## start DATA IN THIS EXERCISE

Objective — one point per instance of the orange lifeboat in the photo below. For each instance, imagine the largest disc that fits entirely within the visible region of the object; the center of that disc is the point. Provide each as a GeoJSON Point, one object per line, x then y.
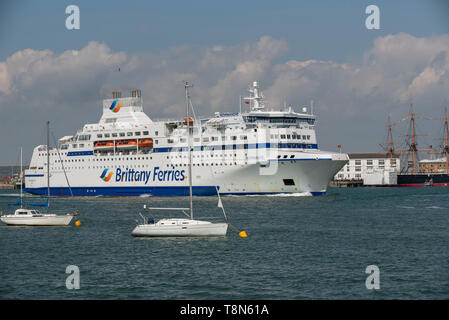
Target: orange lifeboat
{"type": "Point", "coordinates": [126, 143]}
{"type": "Point", "coordinates": [190, 121]}
{"type": "Point", "coordinates": [145, 143]}
{"type": "Point", "coordinates": [103, 144]}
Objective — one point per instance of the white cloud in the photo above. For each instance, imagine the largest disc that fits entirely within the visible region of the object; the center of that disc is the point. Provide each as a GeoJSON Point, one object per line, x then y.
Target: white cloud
{"type": "Point", "coordinates": [40, 84]}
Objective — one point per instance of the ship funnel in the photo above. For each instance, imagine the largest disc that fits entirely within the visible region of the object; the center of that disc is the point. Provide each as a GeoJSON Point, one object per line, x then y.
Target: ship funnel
{"type": "Point", "coordinates": [136, 93]}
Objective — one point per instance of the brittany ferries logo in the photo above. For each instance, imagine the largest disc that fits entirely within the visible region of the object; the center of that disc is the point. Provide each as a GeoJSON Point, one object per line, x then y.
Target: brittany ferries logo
{"type": "Point", "coordinates": [115, 106]}
{"type": "Point", "coordinates": [105, 176]}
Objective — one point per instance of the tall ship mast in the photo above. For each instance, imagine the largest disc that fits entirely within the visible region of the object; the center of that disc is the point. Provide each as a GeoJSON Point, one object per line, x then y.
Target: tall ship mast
{"type": "Point", "coordinates": [416, 177]}
{"type": "Point", "coordinates": [257, 151]}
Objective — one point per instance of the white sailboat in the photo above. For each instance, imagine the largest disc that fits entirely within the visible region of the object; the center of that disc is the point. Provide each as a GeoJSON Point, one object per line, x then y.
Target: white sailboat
{"type": "Point", "coordinates": [182, 227]}
{"type": "Point", "coordinates": [32, 217]}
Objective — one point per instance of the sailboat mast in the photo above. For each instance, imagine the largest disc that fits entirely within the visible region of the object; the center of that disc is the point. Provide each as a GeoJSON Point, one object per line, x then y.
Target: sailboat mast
{"type": "Point", "coordinates": [48, 160]}
{"type": "Point", "coordinates": [446, 145]}
{"type": "Point", "coordinates": [186, 86]}
{"type": "Point", "coordinates": [21, 180]}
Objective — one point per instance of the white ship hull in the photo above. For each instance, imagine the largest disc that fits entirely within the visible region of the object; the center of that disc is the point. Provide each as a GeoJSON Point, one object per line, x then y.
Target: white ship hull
{"type": "Point", "coordinates": [258, 152]}
{"type": "Point", "coordinates": [306, 175]}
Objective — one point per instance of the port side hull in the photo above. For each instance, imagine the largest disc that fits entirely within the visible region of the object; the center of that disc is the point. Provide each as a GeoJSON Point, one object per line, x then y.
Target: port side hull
{"type": "Point", "coordinates": [273, 177]}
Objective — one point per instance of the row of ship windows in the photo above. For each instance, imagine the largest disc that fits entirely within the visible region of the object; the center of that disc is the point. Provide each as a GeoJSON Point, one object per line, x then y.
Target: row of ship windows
{"type": "Point", "coordinates": [206, 139]}
{"type": "Point", "coordinates": [169, 165]}
{"type": "Point", "coordinates": [141, 158]}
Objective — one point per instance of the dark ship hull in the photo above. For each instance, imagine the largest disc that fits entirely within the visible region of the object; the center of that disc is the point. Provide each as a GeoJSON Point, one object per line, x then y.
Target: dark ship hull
{"type": "Point", "coordinates": [423, 179]}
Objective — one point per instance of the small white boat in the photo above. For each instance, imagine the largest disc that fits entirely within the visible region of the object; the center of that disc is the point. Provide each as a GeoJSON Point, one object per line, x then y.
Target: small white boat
{"type": "Point", "coordinates": [180, 227]}
{"type": "Point", "coordinates": [31, 217]}
{"type": "Point", "coordinates": [175, 227]}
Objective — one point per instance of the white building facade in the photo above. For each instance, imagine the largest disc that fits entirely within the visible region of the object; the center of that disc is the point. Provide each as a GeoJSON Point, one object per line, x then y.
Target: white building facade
{"type": "Point", "coordinates": [371, 168]}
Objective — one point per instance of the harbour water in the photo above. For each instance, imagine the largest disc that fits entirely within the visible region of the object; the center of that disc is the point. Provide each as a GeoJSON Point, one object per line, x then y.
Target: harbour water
{"type": "Point", "coordinates": [298, 247]}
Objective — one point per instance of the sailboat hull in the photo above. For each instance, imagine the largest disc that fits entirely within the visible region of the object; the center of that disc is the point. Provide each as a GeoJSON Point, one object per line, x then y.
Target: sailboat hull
{"type": "Point", "coordinates": [181, 228]}
{"type": "Point", "coordinates": [41, 220]}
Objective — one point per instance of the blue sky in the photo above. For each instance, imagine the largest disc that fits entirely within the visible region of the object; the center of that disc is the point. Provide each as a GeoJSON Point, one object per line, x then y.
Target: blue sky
{"type": "Point", "coordinates": [298, 50]}
{"type": "Point", "coordinates": [327, 30]}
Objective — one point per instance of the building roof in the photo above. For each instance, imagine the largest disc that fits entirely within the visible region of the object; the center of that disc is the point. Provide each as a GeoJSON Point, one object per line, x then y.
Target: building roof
{"type": "Point", "coordinates": [433, 160]}
{"type": "Point", "coordinates": [371, 155]}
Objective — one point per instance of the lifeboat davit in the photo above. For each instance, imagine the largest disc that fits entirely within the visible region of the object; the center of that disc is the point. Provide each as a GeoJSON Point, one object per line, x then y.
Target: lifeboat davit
{"type": "Point", "coordinates": [190, 121]}
{"type": "Point", "coordinates": [145, 143]}
{"type": "Point", "coordinates": [104, 144]}
{"type": "Point", "coordinates": [126, 144]}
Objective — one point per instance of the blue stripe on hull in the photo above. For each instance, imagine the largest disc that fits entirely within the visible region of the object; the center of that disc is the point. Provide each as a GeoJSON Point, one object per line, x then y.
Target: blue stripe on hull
{"type": "Point", "coordinates": [137, 191]}
{"type": "Point", "coordinates": [125, 191]}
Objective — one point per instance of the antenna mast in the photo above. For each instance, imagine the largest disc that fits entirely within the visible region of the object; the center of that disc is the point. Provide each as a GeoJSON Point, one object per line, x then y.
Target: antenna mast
{"type": "Point", "coordinates": [187, 86]}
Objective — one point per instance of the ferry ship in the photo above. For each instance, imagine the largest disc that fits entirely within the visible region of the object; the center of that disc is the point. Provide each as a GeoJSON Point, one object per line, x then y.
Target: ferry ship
{"type": "Point", "coordinates": [258, 152]}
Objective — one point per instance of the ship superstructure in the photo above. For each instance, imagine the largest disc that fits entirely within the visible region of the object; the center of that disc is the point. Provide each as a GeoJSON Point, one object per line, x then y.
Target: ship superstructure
{"type": "Point", "coordinates": [127, 154]}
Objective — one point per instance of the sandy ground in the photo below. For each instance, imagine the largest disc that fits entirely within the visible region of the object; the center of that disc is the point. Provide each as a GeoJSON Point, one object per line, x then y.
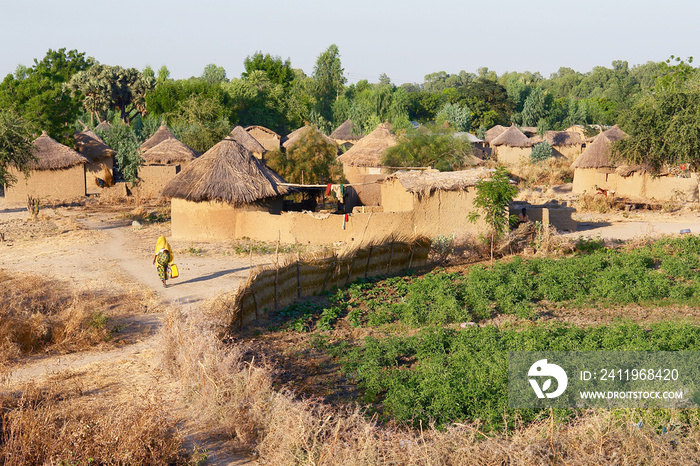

## end DATA IN THIS EXERCISE

◆ WORK TO DO:
Rewrite all of the rows above as a numbered list, leaving out blank lines and the pictures.

◆ RESPONSE:
1. Objective — one point per instance of the orange lifeboat in the photo below. For each instance, imagine the largest disc that fits entirely within the visible region of the object; the center of that disc is the point. Provide each as a GeoJSON Point, one object per line, x then y.
2. Target: orange lifeboat
3. {"type": "Point", "coordinates": [126, 143]}
4. {"type": "Point", "coordinates": [190, 121]}
5. {"type": "Point", "coordinates": [145, 143]}
6. {"type": "Point", "coordinates": [103, 144]}
7. Objective — one point per instance of the white cloud in the photo above. For each instance, imagine the largest disc that fits entirely within the visible region of the object; the center of that disc is the point. Provide each as a GeoJSON Point, one object per line, x then y.
8. Target: white cloud
9. {"type": "Point", "coordinates": [40, 84]}
10. Objective — one point per instance of the ship funnel in the photo above. For each instance, imagine the largest disc that fits entirely within the visible region of the object; the center of that disc is the point. Provide each as a GeoJSON Point, one object per line, x then y.
11. Target: ship funnel
12. {"type": "Point", "coordinates": [136, 93]}
13. Objective — one point per instance of the brittany ferries logo in the photo above. For each instance, imagine the largest disc that fits entirely within the visible region of the object; the center of that disc is the point. Provide each as a GeoJSON Point, one object per line, x then y.
14. Target: brittany ferries logo
15. {"type": "Point", "coordinates": [115, 106]}
16. {"type": "Point", "coordinates": [105, 176]}
17. Objective — one point per instance of the tall ship mast in the photo above. For each instance, imagine the largest disc that fits entirely within the visible region of the object; the center of that disc is the point. Provide each as a GeoJSON Point, one object per line, x then y.
18. Target: tall ship mast
19. {"type": "Point", "coordinates": [416, 177]}
20. {"type": "Point", "coordinates": [257, 151]}
21. Objective — one point per instance of the white sailboat in the photo above. For each instance, imagine the largest disc that fits entirely within the visible region of the object; the center of that disc is the point. Provide each as a GeoJSON Point, one object per line, x then y.
22. Target: white sailboat
23. {"type": "Point", "coordinates": [182, 227]}
24. {"type": "Point", "coordinates": [32, 217]}
25. Objective — one point per instance of the sailboat mast in the photo above. For each instance, imagine the largest disc that fits entirely within the visible region of the object; the center of that disc is the point. Provide each as a GeoJSON Point, one object per line, x then y.
26. Target: sailboat mast
27. {"type": "Point", "coordinates": [48, 160]}
28. {"type": "Point", "coordinates": [446, 145]}
29. {"type": "Point", "coordinates": [186, 86]}
30. {"type": "Point", "coordinates": [21, 180]}
31. Objective — one point per instance of the white ship hull in the photo above. For each instance, imagine the largest disc that fits entirely within the visible region of the object; the center of that disc is the point. Provide each as a GeoJSON Point, one object per line, x then y.
32. Target: white ship hull
33. {"type": "Point", "coordinates": [258, 152]}
34. {"type": "Point", "coordinates": [306, 175]}
35. Objective — one point per instance of the port side hull in the photo above. For each instance, imagine the largest disc that fits entirely within the visible region of the object; the center of that disc is the point. Provide each as a GeoJSON Point, one object per line, x then y.
36. Target: port side hull
37. {"type": "Point", "coordinates": [273, 177]}
38. Objective — one point per instance of the row of ship windows in the photo above. For each instance, imagine the largest disc that fits entirely within the visible region of the object; the center of that disc is the point. Provide each as a GeoJSON Point, one object per line, x then y.
39. Target: row of ship windows
40. {"type": "Point", "coordinates": [206, 139]}
41. {"type": "Point", "coordinates": [169, 165]}
42. {"type": "Point", "coordinates": [141, 158]}
43. Objective — one point per instance of the dark ship hull in the photo above. For each instance, imagine the largest disc that fits entirely within the visible region of the object; the center of that disc is the point. Provide each as a GeoJSON Point, one object per line, x then y.
44. Target: dark ship hull
45. {"type": "Point", "coordinates": [423, 179]}
46. Objective — one point per instance of the small white boat in the photo above. For each instance, imagine the largest disc that fits entirely within the visible region of the object; the center of that disc is the point. Provide each as a GeoJSON Point, one object per line, x then y.
47. Target: small white boat
48. {"type": "Point", "coordinates": [180, 227]}
49. {"type": "Point", "coordinates": [31, 217]}
50. {"type": "Point", "coordinates": [175, 227]}
51. Objective — one point per instance of the white building facade in the photo above. For each instance, imagine the largest disc that fits entirely within the visible region of the object; the center of that disc is the point. Provide each as a GeoJSON Point, one object per line, x then y.
52. Target: white building facade
53. {"type": "Point", "coordinates": [371, 168]}
54. Objective — one point per instance of the harbour water in the photo above. For each instance, imagine the largest disc that fits entirely within the visible region of the object; the center of that disc is the point. Provide each as a GeoJSON Point, one object per line, x then y.
55. Target: harbour water
56. {"type": "Point", "coordinates": [298, 247]}
57. Objective — one point per instance of the sailboat hull in the photo above. For each instance, imagine the largest disc that fits entirely within the visible region of the object; the center of that disc is the point. Provide each as a GeoJSON Point, one object per line, x then y.
58. Target: sailboat hull
59. {"type": "Point", "coordinates": [181, 228]}
60. {"type": "Point", "coordinates": [41, 220]}
61. Objective — one point per instance of the blue sky in the photo above. For each instance, imagine the largest disc that fits entirely within the visible region of the object; the center of that disc is the point. Provide each as a GeoJSON Point, one object per line, x then y.
62. Target: blue sky
63. {"type": "Point", "coordinates": [298, 50]}
64. {"type": "Point", "coordinates": [327, 30]}
65. Objective — one point per instance of the building roof in the photo above. For each instance, imagine the largest disc that fits entirely within the visible region of the object; the center of that disc is the point. Provide each as a GeoJSON Point, one object per line, x then y.
66. Target: building roof
67. {"type": "Point", "coordinates": [433, 160]}
68. {"type": "Point", "coordinates": [371, 155]}
69. Objective — one point per instance of the lifeboat davit in the photo above. For each instance, imagine the largest disc that fits entirely within the visible region of the object; the center of that disc is the point. Provide each as a GeoJSON Point, one object per line, x then y.
70. Target: lifeboat davit
71. {"type": "Point", "coordinates": [190, 121]}
72. {"type": "Point", "coordinates": [145, 143]}
73. {"type": "Point", "coordinates": [104, 144]}
74. {"type": "Point", "coordinates": [126, 144]}
75. Objective — one point per instance of the blue stripe on hull in the photo above. For each instance, imagine the largest disc that fits entirely within the visible region of the object; the center of that disc is the point. Provide each as a GeoJSON Point, one object per line, x then y.
76. Target: blue stripe on hull
77. {"type": "Point", "coordinates": [137, 191]}
78. {"type": "Point", "coordinates": [125, 191]}
79. Objective — one point per instance of the antenna mast in the photo above. For each instance, imagine the largest disc that fits entirely within the visible region of the object; the center of that disc is the point. Provide each as a GeoJSON Point, one object per line, x then y.
80. Target: antenna mast
81. {"type": "Point", "coordinates": [187, 86]}
82. Objective — one point per instance of the ferry ship in the photo above. For each instance, imagine the largest disc that fits entirely within the visible region of the object; the center of that disc is the point. Provide each as a GeoJSON Point, one object per line, x then y.
83. Target: ferry ship
84. {"type": "Point", "coordinates": [258, 152]}
85. Objective — one point per instance of the ship superstructure in the photo above. For each instance, imagine the largest disc that fits entirely within the visible region of the object; the center of that disc is the point. Provide each as a GeoJSON Point, one object per line, x then y.
86. Target: ship superstructure
87. {"type": "Point", "coordinates": [127, 154]}
88. Objective — one point per instance of the sandy ground in the photo below. For each instance, imagine the largest disc that fits entirely within the visible region of the object; the center of that disc is the point. Provide each as a GeoJSON Point, one object per line, x then y.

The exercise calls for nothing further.